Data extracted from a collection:

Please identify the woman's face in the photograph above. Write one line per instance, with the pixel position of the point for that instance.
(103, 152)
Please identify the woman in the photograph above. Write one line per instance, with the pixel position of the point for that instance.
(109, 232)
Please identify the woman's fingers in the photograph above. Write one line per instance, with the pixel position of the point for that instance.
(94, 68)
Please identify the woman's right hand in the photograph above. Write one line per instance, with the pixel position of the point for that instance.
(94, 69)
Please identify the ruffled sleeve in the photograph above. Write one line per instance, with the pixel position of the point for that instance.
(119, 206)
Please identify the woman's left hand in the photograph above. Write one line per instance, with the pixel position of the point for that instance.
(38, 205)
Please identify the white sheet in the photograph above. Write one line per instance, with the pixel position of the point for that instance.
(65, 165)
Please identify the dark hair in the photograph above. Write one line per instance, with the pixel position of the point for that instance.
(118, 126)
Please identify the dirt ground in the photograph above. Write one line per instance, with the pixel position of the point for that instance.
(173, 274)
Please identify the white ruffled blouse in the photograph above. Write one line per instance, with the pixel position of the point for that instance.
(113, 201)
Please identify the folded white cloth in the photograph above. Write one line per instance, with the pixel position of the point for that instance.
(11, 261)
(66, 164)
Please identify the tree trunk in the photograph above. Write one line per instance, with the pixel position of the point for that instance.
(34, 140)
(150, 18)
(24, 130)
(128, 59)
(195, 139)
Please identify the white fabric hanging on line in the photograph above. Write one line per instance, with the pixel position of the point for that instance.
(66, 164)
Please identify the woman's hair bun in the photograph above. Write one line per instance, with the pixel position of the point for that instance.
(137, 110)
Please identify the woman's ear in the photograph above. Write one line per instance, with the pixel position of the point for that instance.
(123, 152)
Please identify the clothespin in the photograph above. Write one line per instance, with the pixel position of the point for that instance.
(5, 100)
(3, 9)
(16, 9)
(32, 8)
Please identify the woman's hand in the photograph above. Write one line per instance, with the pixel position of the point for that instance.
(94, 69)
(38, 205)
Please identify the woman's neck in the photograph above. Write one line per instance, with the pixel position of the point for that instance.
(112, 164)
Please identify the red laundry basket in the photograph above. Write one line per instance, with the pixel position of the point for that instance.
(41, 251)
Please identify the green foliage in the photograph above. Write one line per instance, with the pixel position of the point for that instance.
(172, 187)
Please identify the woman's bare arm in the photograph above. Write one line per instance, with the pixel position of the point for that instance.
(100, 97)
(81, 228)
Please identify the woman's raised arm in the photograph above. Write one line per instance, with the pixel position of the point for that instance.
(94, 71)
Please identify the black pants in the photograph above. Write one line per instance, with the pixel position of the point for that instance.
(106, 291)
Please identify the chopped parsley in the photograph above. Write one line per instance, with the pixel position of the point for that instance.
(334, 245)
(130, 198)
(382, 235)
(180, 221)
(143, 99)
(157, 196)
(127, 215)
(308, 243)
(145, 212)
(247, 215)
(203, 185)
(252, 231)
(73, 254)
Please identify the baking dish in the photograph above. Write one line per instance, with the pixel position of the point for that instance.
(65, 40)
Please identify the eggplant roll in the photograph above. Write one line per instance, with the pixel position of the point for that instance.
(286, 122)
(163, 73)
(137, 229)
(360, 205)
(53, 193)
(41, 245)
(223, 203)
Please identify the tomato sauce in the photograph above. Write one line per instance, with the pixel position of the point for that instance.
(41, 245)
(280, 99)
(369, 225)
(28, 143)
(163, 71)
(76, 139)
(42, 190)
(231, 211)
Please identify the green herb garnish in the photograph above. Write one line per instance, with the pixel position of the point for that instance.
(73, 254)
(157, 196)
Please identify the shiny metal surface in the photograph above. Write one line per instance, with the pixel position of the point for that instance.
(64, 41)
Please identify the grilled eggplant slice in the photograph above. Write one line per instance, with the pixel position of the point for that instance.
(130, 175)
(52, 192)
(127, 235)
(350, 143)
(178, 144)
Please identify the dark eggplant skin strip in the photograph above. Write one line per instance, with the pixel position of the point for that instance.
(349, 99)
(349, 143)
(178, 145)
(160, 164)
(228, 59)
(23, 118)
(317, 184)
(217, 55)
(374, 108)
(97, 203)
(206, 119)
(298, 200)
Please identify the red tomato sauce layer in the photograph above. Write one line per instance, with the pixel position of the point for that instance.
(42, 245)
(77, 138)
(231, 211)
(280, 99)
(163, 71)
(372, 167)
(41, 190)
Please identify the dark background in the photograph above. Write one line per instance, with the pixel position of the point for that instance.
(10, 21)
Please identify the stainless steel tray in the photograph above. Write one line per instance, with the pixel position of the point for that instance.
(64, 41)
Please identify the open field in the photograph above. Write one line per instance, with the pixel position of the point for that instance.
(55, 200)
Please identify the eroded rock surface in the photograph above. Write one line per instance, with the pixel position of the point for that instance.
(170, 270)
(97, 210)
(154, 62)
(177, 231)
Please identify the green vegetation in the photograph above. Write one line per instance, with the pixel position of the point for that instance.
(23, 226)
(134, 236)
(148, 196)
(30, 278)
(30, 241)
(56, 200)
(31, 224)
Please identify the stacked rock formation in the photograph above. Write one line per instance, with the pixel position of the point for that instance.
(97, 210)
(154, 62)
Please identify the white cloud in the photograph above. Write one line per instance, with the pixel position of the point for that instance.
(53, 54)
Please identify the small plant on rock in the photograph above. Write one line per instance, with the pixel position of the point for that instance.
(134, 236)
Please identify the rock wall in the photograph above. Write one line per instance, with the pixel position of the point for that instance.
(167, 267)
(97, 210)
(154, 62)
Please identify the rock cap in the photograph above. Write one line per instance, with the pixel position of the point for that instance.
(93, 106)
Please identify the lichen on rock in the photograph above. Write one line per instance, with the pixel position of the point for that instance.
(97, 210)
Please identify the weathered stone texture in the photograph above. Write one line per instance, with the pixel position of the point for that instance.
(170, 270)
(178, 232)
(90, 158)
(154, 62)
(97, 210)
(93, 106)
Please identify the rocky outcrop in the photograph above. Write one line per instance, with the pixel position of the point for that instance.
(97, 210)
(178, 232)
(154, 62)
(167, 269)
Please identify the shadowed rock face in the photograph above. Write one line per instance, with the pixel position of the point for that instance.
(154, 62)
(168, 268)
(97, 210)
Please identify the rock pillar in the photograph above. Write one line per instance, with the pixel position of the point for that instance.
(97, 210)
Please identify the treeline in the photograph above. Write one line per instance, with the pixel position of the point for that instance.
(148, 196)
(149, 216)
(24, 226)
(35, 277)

> **Task item**
Every record above needs to be restated exactly.

> **Result**
Please identify the woman's face in the photograph above. Write one line per instance, with the pixel position of the point for that instance.
(103, 152)
Please identify the woman in the photograph above. Write one line per instance, with the pixel position of the point for that instance.
(109, 232)
Please identify the woman's fingers in the photograph above. Write one line per instance, with the pixel position of the point for that instance.
(94, 68)
Please identify the woman's right hand in the photograph above. Write one line per instance, with the pixel position of the point for that instance.
(94, 69)
Please identify the ruffled sleeve in the photograph above. Write one line per instance, with the pixel position of the point for that instance.
(119, 206)
Please identify the woman's left hand in the photograph above. Write one line per instance, with the pixel position of the point for that instance.
(38, 205)
Please identify the white sheet in the photograph above. Write one line per instance, with the pixel position of the point for that instance.
(65, 165)
Please identify the dark hair in the photograph above. Write one line per instance, with the pixel position of the point for that instance.
(118, 126)
Please identify the dirt ground in the photograph above. Write one line per instance, with the pixel position of the point for that instance.
(173, 274)
Please identify the white ruffled blouse in the photograph above. Write one line per instance, with the pixel position of the point for that instance.
(113, 201)
Please identify the folded white cloth in the photograph above. Write one line per instance, with the pixel position of the point for that instance.
(11, 261)
(66, 164)
Please identify the tree trunk in the photograph above. Write one line per instance, with the pixel position of the point for that instance.
(34, 140)
(150, 18)
(24, 130)
(128, 59)
(195, 139)
Please identify the white fabric hanging on line in the photograph above. Write one line per instance, with the pixel position of the point for that instance.
(66, 164)
Please identify the woman's hair bun in the photograph above. Write one line per instance, with the pixel position of the point for that instance.
(137, 110)
Please identify the woman's ear in the photograph above. Write one line per instance, with the pixel position of the point for that instance.
(123, 152)
Please identify the clothespin in the photograph above. Write one line per instance, with the pixel position of the point for that instance.
(5, 100)
(3, 9)
(16, 9)
(32, 8)
Please identify the woman's hand in the photograph above. Write one line per instance, with the pixel position of the point for that instance.
(94, 69)
(38, 205)
Please identify the woman's neck in the photograph above. Write one line per instance, with the pixel position of the point for that instance.
(112, 164)
Please identify the red laundry basket in the photograph above. Write one line per instance, with the pixel position of the point for that instance.
(41, 251)
Please identify the green foliage in the photograph above. Write one line per instance, with the pixel position of the point for that instance.
(172, 187)
Please identify the woman's bare arm in the photograph above. Write one line per instance, with the pixel position of the point for that instance.
(100, 97)
(81, 228)
Please identify the woman's raised arm in the photograph above. Write one line per instance, with the pixel position of the point for that instance.
(94, 71)
Please identify the black pants in the photograph above. Write one line per instance, with the pixel position of the point for that instance.
(106, 291)
Please identify the chopped parsley in the photograph above. Write one line per instance, with the pixel position of the point for that instance.
(334, 245)
(130, 198)
(382, 235)
(180, 221)
(143, 99)
(157, 196)
(127, 215)
(308, 243)
(145, 212)
(247, 215)
(203, 185)
(252, 231)
(73, 254)
Please identify the baking dish in the photograph above. Write one line per instance, with the pixel position of the point for that instance.
(65, 40)
Please identify the eggplant roll in the photograph above. Write one line per instance, with the pixel position of the point for that instance.
(286, 122)
(163, 73)
(137, 229)
(360, 205)
(53, 193)
(41, 245)
(223, 203)
Please identify the tomato sauce in the photograph above. Write one line per instance, with the pixel position of the point for that instance.
(41, 245)
(280, 99)
(369, 225)
(28, 143)
(163, 71)
(76, 139)
(42, 190)
(231, 211)
Please identify the green herb garnish in the photograph above. Write one line per instance, with the pixel position of the point for that instance.
(73, 254)
(157, 196)
Please identify the shiny metal surface in the photograph above. Write one line per instance, with the pixel position of the point for that instance.
(64, 41)
Please identify the grilled eggplant slice in the photograph above. Write one line per instance, with the pixel position of the point for that instance.
(130, 175)
(52, 192)
(127, 235)
(350, 143)
(178, 144)
Please identify the dark eggplant skin strip in the photograph above. Write one line per instance, with the pixel position of the point for that instance.
(349, 99)
(349, 143)
(178, 145)
(160, 164)
(228, 59)
(23, 118)
(317, 184)
(217, 55)
(374, 108)
(97, 203)
(206, 119)
(298, 200)
Please identify the red tomato sauce layer in the photograph above. Write one line per instance, with the pixel position of the point for that instance.
(42, 245)
(77, 138)
(231, 211)
(280, 99)
(163, 71)
(372, 167)
(41, 190)
Please identify the dark background in the photograph above. Write one line per instance, with the pixel position of the point for that instance.
(10, 21)
Please identify the stainless steel tray in the photograph above. Write one line per instance, with the pixel position of the point for that instance.
(64, 41)
Please identify the open field in the photograph above. Write one line per instance, with the pixel position of the point for that instance.
(55, 200)
Please identify the eroded rock surface in the photograph above. Write one line per instance, with the pixel position of the point for that instance.
(170, 270)
(97, 210)
(154, 62)
(177, 231)
Please identify the green vegetation in the photograph above. Write one line per instance, with the pixel position of the point for that instance.
(23, 226)
(134, 236)
(148, 196)
(30, 278)
(30, 241)
(56, 200)
(31, 224)
Please identify the stacked rock formation in the photograph above. Write one line per instance, with the pixel position of the point for that instance.
(97, 210)
(154, 62)
Please identify the white cloud in the photograph above. Write one line per instance, with the pixel position of the point for that instance.
(53, 54)
Please identify the small plant on rock in the photograph above. Write one line per instance, with the pixel position of the point for that instance.
(134, 236)
Please identify the rock wall in the photograph above. Write one line per instance, with the pixel position of the point for that instance.
(167, 267)
(97, 210)
(154, 62)
Please identify the rock cap in the photograph above. Write one line per instance, with the pixel position of the point for that instance.
(93, 106)
Please identify the lichen on rock in the photograph above. Write one line per instance, with the pixel position of the point for that instance.
(97, 210)
Please identify the weathered stone texture in the photograph above. Write one line per instance, with the pixel position of the point for that instance.
(170, 270)
(178, 232)
(90, 158)
(154, 62)
(97, 210)
(93, 106)
Please identify the rocky outcrop in the photograph above. Write one line per instance, with the pixel position of the point for that instance.
(97, 210)
(178, 232)
(154, 62)
(167, 269)
Please identify the shadowed rock face in the photograph above. Write one line per instance, with the pixel position of the point for that instance.
(154, 62)
(168, 268)
(97, 210)
Please identify the rock pillar in the photograph above. Write one line per instance, with the pixel position of the point for that instance.
(97, 210)
Please identify the treeline in the photograph above. Write one line per instance, with the pixel position of the point for that instance.
(148, 196)
(149, 216)
(24, 226)
(35, 277)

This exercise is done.